** Study text **
Dietary Intake of Minerals and the Risk of Ischemic Stroke in Guangdong Province, China, 2007-2008
Published Date:Feb 15 2011
Source:Prev Chronic Dis. 8(2).
Previous studies have investigated the association between mineral intake and the risk of ischemic stroke, but results are inconsistent. We conducted a case-control study to ascertain the associations between intake of dietary potassium, calcium, magnesium, sodium, and iron and the ischemic stroke risk in the southern Chinese population.
Information on lifestyle and typical food consumption was obtained from 374 hospital inpatients with ischemic stroke and 464 hospital-based control patients. Added sodium from salt or soy sauce could not be reliably quantified, but participants were asked to characterize their diet as low in salt, normal, or high in salt. Logistic regression analyses were performed to assess possible associations between the effects of mineral intake and ischemic stroke risk.

** Task details **
Answer these questions using the stroke study summary:
1. On what date was it published?
2. Which dietary minerals did the case-control study examine?
3. How many hospital inpatients with ischemic stroke provided information?

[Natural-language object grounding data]
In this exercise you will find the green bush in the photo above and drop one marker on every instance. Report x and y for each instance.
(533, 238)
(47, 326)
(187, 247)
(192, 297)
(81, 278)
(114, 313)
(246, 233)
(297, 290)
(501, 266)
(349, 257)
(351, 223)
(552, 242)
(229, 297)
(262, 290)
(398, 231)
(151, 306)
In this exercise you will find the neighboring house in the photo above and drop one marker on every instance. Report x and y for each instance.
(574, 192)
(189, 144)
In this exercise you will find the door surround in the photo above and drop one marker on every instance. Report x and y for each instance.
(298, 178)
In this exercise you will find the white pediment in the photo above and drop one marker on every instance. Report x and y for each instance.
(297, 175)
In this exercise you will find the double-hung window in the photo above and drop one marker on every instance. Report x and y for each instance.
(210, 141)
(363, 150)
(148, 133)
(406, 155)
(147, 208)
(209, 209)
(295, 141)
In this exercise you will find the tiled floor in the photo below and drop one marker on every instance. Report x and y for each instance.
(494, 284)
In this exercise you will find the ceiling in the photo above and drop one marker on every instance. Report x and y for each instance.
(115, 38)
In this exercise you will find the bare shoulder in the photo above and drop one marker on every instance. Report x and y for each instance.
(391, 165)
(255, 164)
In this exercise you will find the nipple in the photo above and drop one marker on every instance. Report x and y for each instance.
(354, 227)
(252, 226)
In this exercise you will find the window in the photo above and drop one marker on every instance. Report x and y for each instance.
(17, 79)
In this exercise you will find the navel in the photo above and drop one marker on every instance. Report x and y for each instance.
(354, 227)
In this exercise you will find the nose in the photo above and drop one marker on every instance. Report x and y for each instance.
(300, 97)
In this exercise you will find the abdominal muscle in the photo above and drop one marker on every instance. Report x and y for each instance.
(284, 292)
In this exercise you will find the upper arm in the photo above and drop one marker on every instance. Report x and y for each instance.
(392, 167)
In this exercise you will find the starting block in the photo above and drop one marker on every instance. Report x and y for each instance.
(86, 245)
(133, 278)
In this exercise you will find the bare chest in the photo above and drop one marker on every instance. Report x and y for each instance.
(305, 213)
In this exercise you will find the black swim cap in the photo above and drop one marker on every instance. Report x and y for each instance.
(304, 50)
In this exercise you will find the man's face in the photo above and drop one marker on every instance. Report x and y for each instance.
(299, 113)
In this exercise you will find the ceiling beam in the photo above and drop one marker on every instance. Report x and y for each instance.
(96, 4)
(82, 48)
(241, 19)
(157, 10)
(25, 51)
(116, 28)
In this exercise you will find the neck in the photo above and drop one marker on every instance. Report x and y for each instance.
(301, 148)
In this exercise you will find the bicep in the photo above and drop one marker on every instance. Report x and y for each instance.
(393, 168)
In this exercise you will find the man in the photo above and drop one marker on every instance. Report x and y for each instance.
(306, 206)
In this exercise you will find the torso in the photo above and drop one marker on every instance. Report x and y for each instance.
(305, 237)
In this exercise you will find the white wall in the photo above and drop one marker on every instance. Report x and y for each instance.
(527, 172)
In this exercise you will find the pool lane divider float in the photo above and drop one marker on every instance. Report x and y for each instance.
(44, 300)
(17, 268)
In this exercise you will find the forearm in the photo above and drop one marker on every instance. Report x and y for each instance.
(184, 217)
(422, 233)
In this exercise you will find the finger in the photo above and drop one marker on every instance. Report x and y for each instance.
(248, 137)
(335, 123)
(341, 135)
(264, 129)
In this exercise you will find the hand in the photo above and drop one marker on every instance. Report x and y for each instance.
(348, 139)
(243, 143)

---

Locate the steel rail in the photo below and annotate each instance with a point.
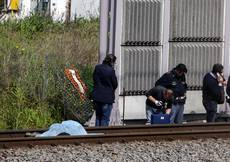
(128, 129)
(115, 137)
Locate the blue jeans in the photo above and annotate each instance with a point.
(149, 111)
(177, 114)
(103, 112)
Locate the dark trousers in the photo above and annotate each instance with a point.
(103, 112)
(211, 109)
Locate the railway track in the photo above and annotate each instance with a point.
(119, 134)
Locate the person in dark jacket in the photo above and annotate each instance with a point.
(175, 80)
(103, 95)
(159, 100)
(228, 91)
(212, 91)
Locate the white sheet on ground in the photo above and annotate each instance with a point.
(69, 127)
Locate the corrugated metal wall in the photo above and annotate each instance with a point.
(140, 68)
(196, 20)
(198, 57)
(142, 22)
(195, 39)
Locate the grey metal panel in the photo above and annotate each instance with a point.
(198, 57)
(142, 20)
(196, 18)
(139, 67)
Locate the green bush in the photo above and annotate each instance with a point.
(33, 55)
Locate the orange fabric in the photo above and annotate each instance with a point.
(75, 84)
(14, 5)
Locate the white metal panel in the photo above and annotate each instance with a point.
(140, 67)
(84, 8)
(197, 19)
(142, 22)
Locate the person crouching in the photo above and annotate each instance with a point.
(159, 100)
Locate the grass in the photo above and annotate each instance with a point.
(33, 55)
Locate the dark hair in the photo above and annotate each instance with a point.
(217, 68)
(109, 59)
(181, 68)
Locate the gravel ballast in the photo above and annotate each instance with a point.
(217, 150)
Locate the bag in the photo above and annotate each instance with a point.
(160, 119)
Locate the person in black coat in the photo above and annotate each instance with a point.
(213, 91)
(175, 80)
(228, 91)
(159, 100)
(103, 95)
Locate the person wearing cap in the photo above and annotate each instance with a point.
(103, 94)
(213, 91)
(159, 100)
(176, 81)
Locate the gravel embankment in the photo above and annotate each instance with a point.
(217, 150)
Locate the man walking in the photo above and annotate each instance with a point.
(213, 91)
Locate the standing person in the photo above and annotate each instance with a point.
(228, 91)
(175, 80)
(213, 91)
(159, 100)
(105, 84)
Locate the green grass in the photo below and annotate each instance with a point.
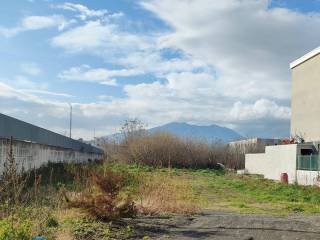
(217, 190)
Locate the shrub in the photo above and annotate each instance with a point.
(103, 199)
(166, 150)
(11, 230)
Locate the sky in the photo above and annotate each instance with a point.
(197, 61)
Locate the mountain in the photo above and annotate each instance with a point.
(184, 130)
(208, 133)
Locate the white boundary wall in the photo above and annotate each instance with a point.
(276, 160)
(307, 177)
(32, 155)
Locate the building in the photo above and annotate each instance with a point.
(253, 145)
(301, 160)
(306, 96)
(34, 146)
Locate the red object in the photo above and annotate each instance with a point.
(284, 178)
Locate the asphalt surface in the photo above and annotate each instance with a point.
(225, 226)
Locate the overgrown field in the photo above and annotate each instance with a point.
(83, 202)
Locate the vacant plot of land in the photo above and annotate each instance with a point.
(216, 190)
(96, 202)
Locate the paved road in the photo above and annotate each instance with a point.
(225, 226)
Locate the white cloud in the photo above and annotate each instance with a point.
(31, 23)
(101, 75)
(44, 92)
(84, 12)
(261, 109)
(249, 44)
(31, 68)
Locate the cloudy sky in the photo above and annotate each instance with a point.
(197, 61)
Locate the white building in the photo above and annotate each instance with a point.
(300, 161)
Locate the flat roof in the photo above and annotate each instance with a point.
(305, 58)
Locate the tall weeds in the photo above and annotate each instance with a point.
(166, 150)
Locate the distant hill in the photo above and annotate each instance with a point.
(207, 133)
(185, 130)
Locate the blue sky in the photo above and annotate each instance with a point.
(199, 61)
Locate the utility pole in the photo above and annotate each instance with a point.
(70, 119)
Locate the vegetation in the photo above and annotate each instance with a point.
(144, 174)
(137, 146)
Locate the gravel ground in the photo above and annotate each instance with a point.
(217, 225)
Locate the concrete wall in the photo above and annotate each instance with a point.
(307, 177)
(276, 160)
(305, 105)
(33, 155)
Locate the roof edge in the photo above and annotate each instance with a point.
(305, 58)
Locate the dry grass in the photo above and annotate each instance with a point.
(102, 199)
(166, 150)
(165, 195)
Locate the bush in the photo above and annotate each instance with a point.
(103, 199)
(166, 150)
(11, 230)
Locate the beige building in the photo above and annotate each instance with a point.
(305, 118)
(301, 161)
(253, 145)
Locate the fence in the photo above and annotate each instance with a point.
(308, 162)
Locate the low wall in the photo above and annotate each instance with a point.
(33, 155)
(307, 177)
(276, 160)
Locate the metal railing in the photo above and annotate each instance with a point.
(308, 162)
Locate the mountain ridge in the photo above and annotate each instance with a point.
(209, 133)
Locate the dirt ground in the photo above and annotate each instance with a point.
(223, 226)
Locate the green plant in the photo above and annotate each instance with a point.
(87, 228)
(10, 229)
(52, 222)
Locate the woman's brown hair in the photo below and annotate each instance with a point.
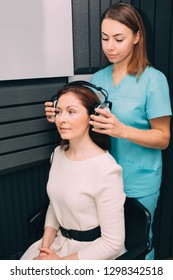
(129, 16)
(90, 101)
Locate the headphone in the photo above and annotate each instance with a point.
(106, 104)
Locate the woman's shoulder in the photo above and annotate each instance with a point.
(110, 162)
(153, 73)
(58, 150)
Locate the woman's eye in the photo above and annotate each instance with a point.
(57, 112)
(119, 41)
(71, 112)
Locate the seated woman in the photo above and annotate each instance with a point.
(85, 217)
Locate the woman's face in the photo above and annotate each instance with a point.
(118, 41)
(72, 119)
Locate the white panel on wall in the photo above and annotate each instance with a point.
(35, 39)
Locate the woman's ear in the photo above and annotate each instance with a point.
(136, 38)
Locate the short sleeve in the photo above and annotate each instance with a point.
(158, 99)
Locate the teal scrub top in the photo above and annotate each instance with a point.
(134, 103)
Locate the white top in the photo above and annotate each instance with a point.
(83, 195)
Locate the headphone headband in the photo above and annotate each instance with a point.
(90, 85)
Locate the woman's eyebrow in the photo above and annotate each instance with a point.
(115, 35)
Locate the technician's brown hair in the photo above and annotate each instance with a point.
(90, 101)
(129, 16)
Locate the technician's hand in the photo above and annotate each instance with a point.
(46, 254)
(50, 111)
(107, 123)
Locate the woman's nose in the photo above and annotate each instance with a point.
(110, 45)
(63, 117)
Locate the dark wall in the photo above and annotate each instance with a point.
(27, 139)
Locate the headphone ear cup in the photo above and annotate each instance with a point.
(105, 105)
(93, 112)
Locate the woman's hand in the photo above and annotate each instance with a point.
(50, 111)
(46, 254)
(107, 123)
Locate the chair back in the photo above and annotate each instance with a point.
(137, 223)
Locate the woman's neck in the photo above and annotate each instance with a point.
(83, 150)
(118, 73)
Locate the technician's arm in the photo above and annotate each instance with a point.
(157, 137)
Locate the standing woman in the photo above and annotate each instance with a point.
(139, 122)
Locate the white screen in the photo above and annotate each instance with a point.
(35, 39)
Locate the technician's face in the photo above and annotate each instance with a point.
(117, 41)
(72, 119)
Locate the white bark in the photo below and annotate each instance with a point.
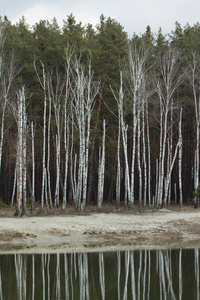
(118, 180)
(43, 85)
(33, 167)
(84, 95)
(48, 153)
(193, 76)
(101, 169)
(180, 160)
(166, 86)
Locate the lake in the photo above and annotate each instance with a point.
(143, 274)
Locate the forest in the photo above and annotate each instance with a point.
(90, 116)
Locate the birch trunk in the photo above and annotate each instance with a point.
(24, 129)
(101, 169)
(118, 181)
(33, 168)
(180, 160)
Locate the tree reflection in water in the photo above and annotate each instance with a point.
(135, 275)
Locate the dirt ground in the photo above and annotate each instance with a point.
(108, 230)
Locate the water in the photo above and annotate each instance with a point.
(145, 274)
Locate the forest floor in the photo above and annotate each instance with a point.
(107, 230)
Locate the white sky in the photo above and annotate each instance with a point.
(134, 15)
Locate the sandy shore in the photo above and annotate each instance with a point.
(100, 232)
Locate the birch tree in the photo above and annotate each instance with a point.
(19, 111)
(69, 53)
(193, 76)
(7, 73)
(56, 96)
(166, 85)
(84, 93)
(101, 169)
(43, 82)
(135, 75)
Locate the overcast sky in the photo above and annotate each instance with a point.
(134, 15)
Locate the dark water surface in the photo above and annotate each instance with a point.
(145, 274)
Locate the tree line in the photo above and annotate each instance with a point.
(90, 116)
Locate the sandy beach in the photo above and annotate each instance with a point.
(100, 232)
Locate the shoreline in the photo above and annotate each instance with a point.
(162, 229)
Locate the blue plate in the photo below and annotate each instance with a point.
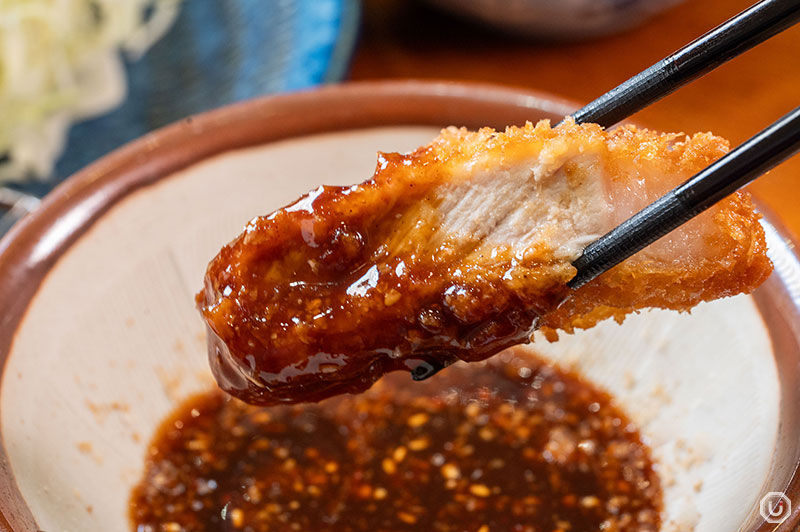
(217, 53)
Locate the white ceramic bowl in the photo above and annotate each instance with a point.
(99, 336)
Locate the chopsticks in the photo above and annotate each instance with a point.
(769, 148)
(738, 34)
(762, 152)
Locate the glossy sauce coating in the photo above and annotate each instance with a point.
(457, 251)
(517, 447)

** Exercise answer **
1. Feb 15 2011
2. Potassium, calcium, magnesium, sodium, and iron
3. 374